◆ Dokument
§

09.07.2024

Strom aus Abwärme eines Mikrochips

Neues Material ebnet den Weg für On-Chip Energy Harvesting.

Forschenden aus Deutschland, Italien und Großbritannien ist ein wichtiger Schritt bei der Entwicklung eines Materials gelungen, das Energierückgewinnung auf dem Mikrochip in Zukunft möglich machen könnte. Bei ihrer Legierung aus Germanium und Zinn handelt es sich um ein thermo­elektrisches Material, das geeignet erscheint, die Abwärme von Computer­prozessoren in Elektri­zität umzuwandeln. Da alle Elemente aus der 4. Hauptgruppe des Periodensystems stammen, kann die neue Halbleiter­legierung leicht in den Prozess der Chipfertigung integriert werden. 

Abb.: Illustration eines thermoelektrischen Materials, das die Abwärme von...
Abb.: Illustration eines thermoelektrischen Materials, das die Abwärme von Computerprozessoren in Elektrizität umwandeln könnte.
Quelle: ACS Appl. Energy Mater. 2024, 7, 13 (CC-BY 4.0)

Der zunehmende Einsatz elek­tronischer Geräte in allen Lebens­bereichen treibt den Energie­verbrauch in die Höhe. Ein Großteil dieser Energie wird in Form von Wärme in die Umwelt abgegeben. In Europa gehen so jährlich etwa 1,2 Exajoule aus IT-Infra­strukturen und Rechenzentren sowie Geräten verloren. Dies entspricht in etwa dem Primärenergie­verbrauch von Österreich oder Rumänien. Diese Wärme unter achtzig Grad Celsius ist traditionell nur schwer nutzbar wegen der schlechten thermo­dynamischen Effizienz und technologischen Einschränkungen. Ideal wäre es daher, die Niedertemperatur­wärme wieder zurückzuführen. Doch es gibt nur sehr wenige Materialien, die in der Lage sind, die Wärme in elektrische Energie umzuwandeln, und keines davon ist mit der aktuellen Technologie in Halbleiter­fertigungsanlagen kompatibel. 

Eine Kooperation zwischen dem Forschungs­zentrum Jülich und dem IHP – Leibniz-Institut für innovative Mikro­elektronik in Deutschland, zusammen mit der Universität Pisa, der Universität Bologna in Italien und der Universität Leeds in Großbritannien, hat nun jedoch einen wichtigen Schritt bei der Entwicklung eines solchen Materials erreicht, das für die Energie­gewinnung auf Chips geeignet und mit dem CMOS-Prozess der Chipfertigung kompatibel ist. „Das Hinzufügen von Zinn zu Germanium reduziert die thermische Leitfähigkeit erheblich, während die elektrischen Eigenschaften beibehalten werden – eine ideale Kombination für thermo­elektrische Anwendungen“, sagt Dan Buca vom Forschungszentrum Jülich.

§

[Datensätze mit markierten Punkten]
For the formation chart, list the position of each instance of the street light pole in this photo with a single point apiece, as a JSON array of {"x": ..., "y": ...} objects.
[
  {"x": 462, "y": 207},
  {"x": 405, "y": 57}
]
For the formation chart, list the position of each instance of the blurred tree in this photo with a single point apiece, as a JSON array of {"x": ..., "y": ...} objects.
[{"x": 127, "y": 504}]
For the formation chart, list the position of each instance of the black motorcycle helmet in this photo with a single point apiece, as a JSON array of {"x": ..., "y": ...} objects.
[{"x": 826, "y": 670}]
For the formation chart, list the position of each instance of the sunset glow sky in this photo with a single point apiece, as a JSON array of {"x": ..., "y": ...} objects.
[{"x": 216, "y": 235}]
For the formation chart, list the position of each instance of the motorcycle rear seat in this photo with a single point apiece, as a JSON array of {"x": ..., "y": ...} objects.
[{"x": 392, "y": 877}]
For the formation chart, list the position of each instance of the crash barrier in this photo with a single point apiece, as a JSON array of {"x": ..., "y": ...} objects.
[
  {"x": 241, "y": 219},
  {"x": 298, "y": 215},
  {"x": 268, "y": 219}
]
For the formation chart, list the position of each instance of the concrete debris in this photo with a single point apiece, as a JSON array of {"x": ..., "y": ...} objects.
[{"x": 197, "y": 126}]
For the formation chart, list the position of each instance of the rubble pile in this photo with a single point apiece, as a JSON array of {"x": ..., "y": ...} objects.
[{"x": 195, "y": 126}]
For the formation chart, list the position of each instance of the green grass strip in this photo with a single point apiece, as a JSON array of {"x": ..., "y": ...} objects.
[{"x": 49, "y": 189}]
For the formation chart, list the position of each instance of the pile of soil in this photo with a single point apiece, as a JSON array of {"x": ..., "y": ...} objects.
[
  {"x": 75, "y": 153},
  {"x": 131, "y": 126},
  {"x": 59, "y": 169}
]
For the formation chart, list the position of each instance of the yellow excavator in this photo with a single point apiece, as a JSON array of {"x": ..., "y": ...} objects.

§

◆ Aufgabe 1
Ersetze bitte „yellow excavator“ durch „orange excavator“ in den Datensätzen, und zwar in allem von der Zeile mit „of the pile“ bis hinunter zum Ende der Datensätze. Gib genau diesen Abschnitt mit dieser einen Änderung wieder, sonst unverändert.
◆ Aufgabe 2
Schreib den Text über Strom aus der Abwärme von Mikrochips im Anschluss an seinen letzten Satz weiter.

◆ Erwartete Ausgabe 1
For the formation chart, list the position of each instance of the pile of soil in this photo with a single point apiece, as a JSON array of {"x": ..., "y": ...} objects.
[
  {"x": 75, "y": 153},
  {"x": 131, "y": 126},
  {"x": 59, "y": 169}
]
For the formation chart, list the position of each instance of the orange excavator in this photo with a single point apiece, as a JSON array of {"x": ..., "y": ...} objects.

◆ Erwartete Ausgabe 2
Die – experimentell bestätigte – niedrige thermische Leitfähigkeit des Kristall­gitters unterstreicht das große Potenzial der GeSn-Legierungen als thermo­elektrisches Material. Die Idee dahinter: Indem man es in siliziumbasierte Mikrochips integriert, wird es möglich, die im Betrieb erzeugte Abwärme zu nutzen und in elektrische Energie rückzuwandeln. Dieses „Energy Harvesting“ auf dem Chip könnte den Bedarf an externer Kühlung und Strom erheblich reduzieren und so die Effizienz elektronischer Geräte steigern. Elemente der Gruppe IV im Perioden­system bilden die Grundlage eines jeden elek­tronischen Geräts. Indem man sie zu Legierungen kombiniert, erweitern sich die Anwendungs­bereiche auf Thermoelektrik, Photonik und Spintronik. Langfristig rückt damit die Integration von Photonik, Elektronik und Thermo­elektrik auf demselben Chip mit silizium­basierter Technologie in Reichweite. Dies würde nicht nur die Leistung der Geräte verbessern, sondern auch die Entwicklung nach­haltigerer Technologien unterstützen. 

Wir haben einen der kritischsten Parameter für ein thermoelektrisches Material, die thermische Leitfähigkeit, bewertet, indem wir eine Reihe verschiedener experi­menteller Techniken an Proben mit unterschiedlichen Legierungs­zusammensetzungen und Dicken angewendet haben“, sagt Giovanni Capellini, Projektleiter am IHP. „Unsere gemeinsame Forschung kann erhebliche Auswirkungen auf den Bereich der Green IT-Infra­strukturen haben.“ Die Forschungsgruppen am Forschungs­zentrum Jülich und am IHP setzen ihre erfolgreiche Zusammenarbeit fort, um das Material weiterzuentwickeln. Ziel ist es, die Zusammensetzung der Legierung auf Silizium-Germanium-Zinn, SiGeSn, sowie die ultimative Gruppe-IV-Legierung unter Hinzunahme von Kohlenstoff, CSiGeSn, zu erweitern und damit ein funktionales thermoelektrisches Gerät herzustellen, mit dem sich das Potenzial der Energie­gewinnung durch Gruppe-IV-Legierungen demonstrieren lässt.